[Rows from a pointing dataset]
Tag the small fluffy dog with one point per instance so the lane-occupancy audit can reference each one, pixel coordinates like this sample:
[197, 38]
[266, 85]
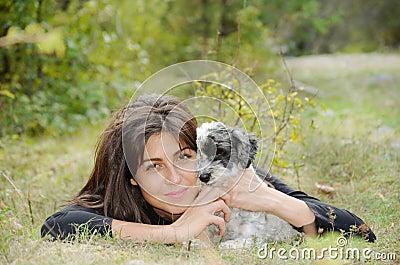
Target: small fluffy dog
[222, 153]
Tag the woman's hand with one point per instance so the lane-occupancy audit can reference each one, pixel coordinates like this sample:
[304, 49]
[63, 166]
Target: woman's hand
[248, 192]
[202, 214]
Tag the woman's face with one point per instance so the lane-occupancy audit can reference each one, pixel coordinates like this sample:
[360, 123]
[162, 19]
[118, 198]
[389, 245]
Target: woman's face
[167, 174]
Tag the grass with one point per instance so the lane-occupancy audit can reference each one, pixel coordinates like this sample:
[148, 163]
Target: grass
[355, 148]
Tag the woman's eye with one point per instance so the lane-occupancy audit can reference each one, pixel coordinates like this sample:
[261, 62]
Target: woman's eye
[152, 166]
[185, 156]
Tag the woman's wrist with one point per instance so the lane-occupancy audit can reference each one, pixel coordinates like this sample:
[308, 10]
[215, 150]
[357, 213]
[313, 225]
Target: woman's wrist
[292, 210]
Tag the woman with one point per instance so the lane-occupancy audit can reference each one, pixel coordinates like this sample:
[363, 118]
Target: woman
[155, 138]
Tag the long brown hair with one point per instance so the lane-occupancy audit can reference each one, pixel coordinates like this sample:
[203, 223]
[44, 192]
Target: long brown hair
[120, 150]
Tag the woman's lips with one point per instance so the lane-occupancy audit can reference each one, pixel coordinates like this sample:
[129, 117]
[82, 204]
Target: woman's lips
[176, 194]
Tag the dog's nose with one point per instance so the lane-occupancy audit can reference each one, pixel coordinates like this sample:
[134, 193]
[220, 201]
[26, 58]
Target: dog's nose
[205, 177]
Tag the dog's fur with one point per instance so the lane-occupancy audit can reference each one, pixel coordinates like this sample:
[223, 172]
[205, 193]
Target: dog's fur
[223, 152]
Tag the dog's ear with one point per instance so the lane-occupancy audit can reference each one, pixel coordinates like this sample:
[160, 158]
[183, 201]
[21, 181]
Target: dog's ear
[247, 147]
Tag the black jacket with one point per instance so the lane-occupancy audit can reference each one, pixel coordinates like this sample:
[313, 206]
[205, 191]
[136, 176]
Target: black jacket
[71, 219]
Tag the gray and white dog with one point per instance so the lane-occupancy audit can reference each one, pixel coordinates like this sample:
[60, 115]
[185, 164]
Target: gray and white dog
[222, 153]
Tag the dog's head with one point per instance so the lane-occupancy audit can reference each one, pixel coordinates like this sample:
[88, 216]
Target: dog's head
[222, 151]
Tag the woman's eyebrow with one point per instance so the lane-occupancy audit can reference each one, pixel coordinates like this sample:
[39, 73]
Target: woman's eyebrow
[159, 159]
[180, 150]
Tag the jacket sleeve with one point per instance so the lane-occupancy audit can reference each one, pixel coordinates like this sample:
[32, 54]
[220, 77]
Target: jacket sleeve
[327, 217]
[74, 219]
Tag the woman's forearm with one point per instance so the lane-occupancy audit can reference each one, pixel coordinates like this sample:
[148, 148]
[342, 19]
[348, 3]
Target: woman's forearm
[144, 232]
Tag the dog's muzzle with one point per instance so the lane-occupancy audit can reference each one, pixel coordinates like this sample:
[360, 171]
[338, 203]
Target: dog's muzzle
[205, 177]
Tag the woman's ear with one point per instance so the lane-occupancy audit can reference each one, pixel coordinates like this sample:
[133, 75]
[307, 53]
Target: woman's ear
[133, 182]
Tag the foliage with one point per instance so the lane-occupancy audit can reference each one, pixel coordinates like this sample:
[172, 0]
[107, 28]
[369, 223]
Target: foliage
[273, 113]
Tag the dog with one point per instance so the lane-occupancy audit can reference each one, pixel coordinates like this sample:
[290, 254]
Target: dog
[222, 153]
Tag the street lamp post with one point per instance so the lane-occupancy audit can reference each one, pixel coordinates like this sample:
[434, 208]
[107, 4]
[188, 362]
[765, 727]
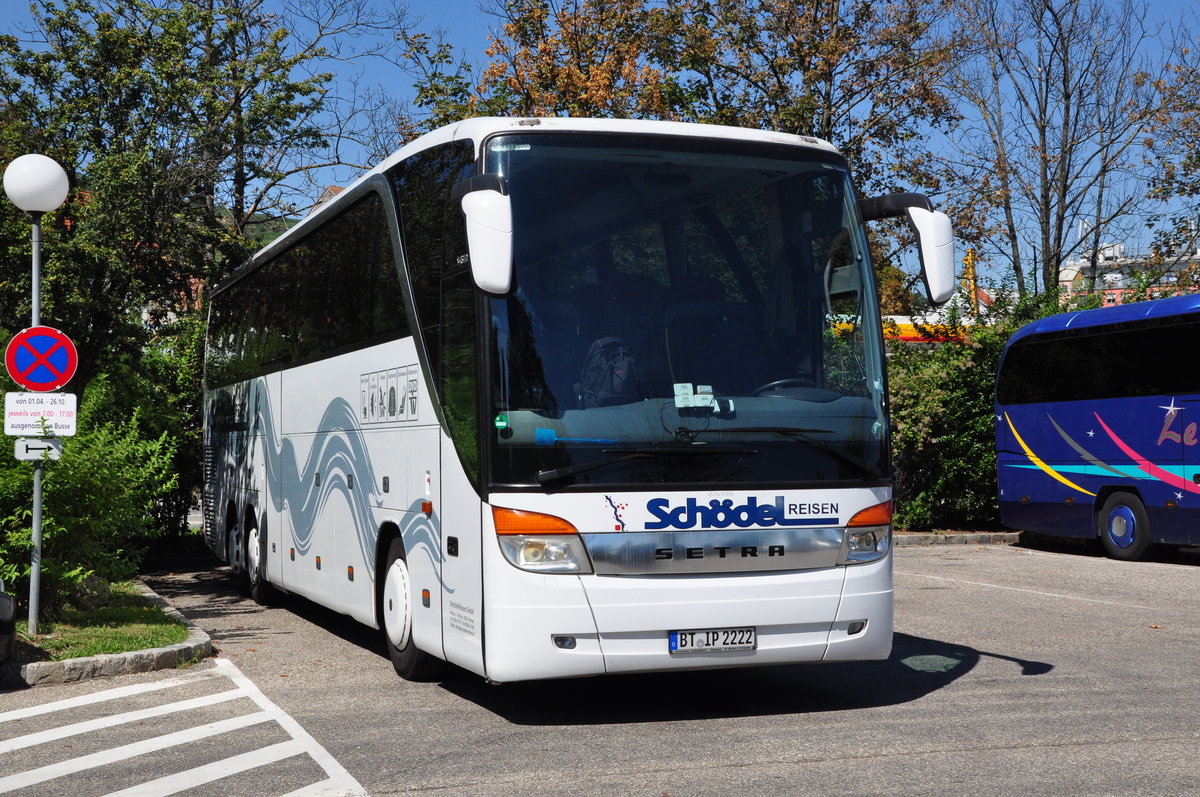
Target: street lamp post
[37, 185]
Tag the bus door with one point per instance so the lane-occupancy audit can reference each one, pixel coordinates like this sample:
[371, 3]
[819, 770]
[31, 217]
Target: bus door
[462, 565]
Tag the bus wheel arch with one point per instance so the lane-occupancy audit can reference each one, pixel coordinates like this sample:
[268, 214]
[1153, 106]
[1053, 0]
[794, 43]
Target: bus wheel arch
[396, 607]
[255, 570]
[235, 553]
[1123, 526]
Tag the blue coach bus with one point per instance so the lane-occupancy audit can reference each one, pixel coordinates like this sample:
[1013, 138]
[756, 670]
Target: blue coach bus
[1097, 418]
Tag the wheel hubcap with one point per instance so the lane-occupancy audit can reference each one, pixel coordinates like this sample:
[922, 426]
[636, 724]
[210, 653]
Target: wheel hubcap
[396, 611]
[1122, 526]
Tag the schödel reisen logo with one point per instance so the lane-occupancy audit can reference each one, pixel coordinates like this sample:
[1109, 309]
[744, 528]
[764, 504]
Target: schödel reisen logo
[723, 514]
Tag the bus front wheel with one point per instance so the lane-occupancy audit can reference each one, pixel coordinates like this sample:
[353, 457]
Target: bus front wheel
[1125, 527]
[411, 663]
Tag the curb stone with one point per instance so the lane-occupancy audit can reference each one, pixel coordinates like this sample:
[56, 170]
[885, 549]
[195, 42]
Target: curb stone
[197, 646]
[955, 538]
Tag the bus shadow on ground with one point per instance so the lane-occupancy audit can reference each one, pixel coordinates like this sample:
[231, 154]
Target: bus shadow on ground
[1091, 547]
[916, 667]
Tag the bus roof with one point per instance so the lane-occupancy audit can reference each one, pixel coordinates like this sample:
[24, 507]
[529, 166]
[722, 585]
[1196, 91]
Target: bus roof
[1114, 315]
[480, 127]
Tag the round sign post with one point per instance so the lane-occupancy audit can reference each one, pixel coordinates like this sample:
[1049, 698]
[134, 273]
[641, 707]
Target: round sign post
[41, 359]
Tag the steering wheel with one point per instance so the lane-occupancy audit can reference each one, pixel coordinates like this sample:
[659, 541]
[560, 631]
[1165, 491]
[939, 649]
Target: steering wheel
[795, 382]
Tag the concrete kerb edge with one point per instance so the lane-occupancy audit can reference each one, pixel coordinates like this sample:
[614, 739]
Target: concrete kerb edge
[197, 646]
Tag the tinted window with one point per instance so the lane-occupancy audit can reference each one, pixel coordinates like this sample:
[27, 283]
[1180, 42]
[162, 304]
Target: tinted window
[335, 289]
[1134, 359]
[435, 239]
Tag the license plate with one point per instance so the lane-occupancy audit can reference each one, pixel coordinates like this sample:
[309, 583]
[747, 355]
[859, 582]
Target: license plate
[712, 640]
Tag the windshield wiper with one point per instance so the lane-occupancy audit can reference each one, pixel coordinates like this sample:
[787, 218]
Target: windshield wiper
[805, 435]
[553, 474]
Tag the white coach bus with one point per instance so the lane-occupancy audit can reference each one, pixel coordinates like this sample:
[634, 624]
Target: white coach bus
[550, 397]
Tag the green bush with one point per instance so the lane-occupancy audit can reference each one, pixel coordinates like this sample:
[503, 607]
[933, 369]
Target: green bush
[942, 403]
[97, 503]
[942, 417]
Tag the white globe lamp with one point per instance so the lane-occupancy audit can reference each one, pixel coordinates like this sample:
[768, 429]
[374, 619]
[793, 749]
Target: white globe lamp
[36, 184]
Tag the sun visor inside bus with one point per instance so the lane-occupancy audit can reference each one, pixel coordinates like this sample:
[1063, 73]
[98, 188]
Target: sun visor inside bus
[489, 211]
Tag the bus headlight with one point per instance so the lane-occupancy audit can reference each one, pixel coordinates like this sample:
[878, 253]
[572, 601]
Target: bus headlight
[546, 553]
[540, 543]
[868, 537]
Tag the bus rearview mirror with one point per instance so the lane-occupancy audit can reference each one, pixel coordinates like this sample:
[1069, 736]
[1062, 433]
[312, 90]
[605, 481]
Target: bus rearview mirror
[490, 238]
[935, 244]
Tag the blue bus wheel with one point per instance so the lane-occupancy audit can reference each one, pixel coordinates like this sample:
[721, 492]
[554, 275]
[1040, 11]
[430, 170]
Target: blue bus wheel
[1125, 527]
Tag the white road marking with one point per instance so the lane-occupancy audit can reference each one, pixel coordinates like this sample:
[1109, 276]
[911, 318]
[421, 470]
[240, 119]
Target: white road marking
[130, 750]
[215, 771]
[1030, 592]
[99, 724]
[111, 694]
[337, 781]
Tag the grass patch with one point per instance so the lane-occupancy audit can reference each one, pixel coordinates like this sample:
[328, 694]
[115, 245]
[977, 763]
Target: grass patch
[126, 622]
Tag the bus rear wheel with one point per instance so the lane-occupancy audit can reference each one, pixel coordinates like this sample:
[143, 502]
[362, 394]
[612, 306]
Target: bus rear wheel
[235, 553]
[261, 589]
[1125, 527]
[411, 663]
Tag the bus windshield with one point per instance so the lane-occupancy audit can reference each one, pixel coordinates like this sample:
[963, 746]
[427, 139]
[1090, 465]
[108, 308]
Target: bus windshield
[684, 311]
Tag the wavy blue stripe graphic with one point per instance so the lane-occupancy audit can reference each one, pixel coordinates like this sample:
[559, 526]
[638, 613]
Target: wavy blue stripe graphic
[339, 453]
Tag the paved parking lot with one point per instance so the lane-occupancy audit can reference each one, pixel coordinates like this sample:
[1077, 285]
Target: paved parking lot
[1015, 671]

...

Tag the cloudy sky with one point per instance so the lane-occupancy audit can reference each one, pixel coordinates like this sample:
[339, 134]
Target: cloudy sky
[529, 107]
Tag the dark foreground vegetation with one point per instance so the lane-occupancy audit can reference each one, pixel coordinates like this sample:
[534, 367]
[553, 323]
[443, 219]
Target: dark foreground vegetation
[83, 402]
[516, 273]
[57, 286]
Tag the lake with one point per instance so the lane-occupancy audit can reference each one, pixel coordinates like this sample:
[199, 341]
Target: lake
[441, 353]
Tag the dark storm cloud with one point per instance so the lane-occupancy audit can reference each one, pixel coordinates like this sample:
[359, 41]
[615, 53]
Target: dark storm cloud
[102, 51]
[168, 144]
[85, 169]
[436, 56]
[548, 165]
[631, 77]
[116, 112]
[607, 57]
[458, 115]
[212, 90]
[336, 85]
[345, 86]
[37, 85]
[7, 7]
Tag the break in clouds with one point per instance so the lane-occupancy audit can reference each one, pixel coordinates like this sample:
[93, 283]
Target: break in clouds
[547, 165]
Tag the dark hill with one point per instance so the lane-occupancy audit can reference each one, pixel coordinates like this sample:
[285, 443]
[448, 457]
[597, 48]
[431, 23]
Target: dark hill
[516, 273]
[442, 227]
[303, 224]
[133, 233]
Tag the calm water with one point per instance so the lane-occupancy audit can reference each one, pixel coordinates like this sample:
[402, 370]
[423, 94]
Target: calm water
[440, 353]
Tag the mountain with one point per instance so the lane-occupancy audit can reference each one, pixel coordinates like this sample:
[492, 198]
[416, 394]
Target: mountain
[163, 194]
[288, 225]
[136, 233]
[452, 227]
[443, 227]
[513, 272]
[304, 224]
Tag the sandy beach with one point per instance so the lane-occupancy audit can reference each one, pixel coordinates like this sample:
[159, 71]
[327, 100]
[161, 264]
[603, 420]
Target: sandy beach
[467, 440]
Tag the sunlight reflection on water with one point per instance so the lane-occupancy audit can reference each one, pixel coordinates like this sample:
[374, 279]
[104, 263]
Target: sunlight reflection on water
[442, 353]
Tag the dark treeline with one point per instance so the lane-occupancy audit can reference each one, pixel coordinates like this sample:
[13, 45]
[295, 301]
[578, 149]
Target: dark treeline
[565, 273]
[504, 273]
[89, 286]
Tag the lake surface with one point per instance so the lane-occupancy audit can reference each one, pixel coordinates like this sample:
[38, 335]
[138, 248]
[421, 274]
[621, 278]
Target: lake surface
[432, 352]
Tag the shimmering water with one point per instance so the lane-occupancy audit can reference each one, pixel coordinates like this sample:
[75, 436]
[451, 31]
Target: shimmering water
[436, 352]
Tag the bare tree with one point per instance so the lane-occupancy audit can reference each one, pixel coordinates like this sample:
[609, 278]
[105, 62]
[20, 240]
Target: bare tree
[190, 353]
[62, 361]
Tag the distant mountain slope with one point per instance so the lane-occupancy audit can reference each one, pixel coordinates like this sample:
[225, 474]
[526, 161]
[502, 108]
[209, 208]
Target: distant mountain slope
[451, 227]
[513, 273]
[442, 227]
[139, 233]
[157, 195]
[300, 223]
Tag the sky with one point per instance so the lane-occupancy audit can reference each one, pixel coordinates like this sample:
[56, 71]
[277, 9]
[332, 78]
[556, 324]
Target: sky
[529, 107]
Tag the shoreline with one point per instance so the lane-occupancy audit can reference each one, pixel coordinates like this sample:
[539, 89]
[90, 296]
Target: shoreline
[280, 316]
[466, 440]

--

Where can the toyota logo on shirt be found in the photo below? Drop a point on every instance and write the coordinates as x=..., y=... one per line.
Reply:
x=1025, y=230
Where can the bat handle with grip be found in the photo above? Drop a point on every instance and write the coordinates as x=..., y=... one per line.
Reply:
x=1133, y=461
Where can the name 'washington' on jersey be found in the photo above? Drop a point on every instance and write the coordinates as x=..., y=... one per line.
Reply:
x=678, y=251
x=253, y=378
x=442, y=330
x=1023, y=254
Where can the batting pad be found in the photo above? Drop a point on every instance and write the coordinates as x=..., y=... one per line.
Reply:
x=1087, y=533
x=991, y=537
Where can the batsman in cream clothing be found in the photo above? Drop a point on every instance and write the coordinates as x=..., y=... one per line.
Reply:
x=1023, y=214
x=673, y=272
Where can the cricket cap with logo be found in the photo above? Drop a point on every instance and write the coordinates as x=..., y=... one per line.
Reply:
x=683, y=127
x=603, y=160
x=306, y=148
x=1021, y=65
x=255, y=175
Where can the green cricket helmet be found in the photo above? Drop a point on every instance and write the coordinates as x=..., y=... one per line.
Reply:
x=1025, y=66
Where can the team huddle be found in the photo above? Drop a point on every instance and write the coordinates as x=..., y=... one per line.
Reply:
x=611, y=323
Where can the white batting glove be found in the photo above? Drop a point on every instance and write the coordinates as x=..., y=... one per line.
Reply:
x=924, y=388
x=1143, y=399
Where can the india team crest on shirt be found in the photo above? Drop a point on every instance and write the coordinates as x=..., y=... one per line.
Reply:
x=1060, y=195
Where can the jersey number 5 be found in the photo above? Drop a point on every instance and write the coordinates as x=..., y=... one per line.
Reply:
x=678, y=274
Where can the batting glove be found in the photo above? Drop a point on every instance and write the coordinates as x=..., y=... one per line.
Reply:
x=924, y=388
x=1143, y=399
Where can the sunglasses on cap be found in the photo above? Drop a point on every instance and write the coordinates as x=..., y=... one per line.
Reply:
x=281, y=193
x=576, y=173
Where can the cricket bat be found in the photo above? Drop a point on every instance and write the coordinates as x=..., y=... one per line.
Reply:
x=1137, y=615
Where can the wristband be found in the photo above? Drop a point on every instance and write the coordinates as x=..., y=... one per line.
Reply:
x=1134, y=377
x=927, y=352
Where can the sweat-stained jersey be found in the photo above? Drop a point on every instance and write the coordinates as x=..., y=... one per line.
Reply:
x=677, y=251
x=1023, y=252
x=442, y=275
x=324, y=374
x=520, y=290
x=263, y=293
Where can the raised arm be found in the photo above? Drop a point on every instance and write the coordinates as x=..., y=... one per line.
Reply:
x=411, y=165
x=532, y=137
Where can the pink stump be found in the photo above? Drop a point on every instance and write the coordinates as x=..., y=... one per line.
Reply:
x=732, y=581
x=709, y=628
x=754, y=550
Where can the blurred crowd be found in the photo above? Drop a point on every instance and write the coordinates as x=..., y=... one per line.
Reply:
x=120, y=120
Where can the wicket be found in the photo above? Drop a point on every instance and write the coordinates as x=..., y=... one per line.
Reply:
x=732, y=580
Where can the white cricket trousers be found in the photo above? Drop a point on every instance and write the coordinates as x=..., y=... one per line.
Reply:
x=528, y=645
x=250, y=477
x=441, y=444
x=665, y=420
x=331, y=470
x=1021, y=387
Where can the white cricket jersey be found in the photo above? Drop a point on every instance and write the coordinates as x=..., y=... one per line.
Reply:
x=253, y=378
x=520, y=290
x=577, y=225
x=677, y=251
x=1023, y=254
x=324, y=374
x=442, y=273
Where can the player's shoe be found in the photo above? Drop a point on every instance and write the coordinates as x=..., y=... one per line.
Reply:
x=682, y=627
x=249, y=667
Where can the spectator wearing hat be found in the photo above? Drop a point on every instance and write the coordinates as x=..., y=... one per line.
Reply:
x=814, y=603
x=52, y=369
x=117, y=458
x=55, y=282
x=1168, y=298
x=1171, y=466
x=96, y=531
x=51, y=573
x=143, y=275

▸ Task requirements: Format the record lines above as a JSON list of strings with one string per line and blank lines omitted, starting with the line containing "Where can the bat handle" and going on through the line containing "x=678, y=274". Include both of those lines and nothing outside that span.

▸ Task output:
[
  "Where can the bat handle with grip be found in the photo above? Drop a point on every instance and write the coordinates as x=..., y=... one per line.",
  "Reply:",
  "x=1133, y=461",
  "Where can the name 'washington' on jersey be found in the photo above? Drop a point on every instance and write the coordinates as x=..., y=... one per line.",
  "Reply:",
  "x=678, y=251",
  "x=253, y=378",
  "x=442, y=330",
  "x=1023, y=254",
  "Where can the batting pad be found in the photo above? Drop a point on every instance and write the coordinates as x=..., y=... one per line.",
  "Reply:",
  "x=1087, y=533",
  "x=991, y=537",
  "Where can the batsman in cream clothing be found in the photo above? Drop a point on every instance and write the coordinates as x=..., y=... one per line.",
  "Reply:",
  "x=1023, y=214",
  "x=673, y=272",
  "Where can the cricket cap with logo be found in the photo above? Drop a point on every instance and write the coordinates as x=..., y=... one per line.",
  "Reply:",
  "x=683, y=127",
  "x=603, y=160",
  "x=306, y=148",
  "x=1021, y=65",
  "x=255, y=175",
  "Where can the green cricket helmet be found in the photo above? Drop a point on every instance and write the coordinates as x=..., y=... one per line.",
  "Reply:",
  "x=1025, y=66",
  "Where can the team huddle be found in the photo above? Drop a point on every instance and write the coordinates as x=..., y=... one per line.",
  "Reply:",
  "x=611, y=323",
  "Where can the white batting glove be found in the photo above? Drop a point on every instance and write the coordinates as x=..., y=... one per line.",
  "Reply:",
  "x=924, y=388",
  "x=1143, y=399",
  "Where can the india team crest on shirt be found in the photo above? Drop a point on every instance and write the coordinates as x=..., y=... one per line.",
  "Reply:",
  "x=1060, y=195",
  "Where can the jersey number 5 be found in the photo above? Drop a point on every instance and write the coordinates as x=..., y=... one per line.",
  "Reply:",
  "x=678, y=274"
]